■ BRIEF: Return verbatim the lines running from the one that contains "Task — mark the paved" through the end of the items, both ends included.

■ RECORDS PROVIDED:
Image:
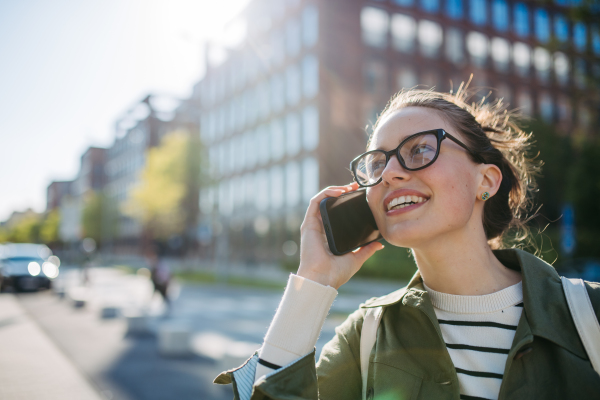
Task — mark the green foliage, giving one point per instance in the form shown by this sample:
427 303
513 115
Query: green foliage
571 173
166 200
49 229
92 216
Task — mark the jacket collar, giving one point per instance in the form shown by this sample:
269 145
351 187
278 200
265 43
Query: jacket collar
544 301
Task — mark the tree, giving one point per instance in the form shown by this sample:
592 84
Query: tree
92 216
165 201
49 229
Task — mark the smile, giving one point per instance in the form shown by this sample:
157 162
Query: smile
404 201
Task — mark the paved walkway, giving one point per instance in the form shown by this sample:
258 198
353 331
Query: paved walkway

■ RESPONSE:
Task — mark the paved walkway, giving one point per instance in the form shown by this sample:
258 198
353 331
Query: paved walkway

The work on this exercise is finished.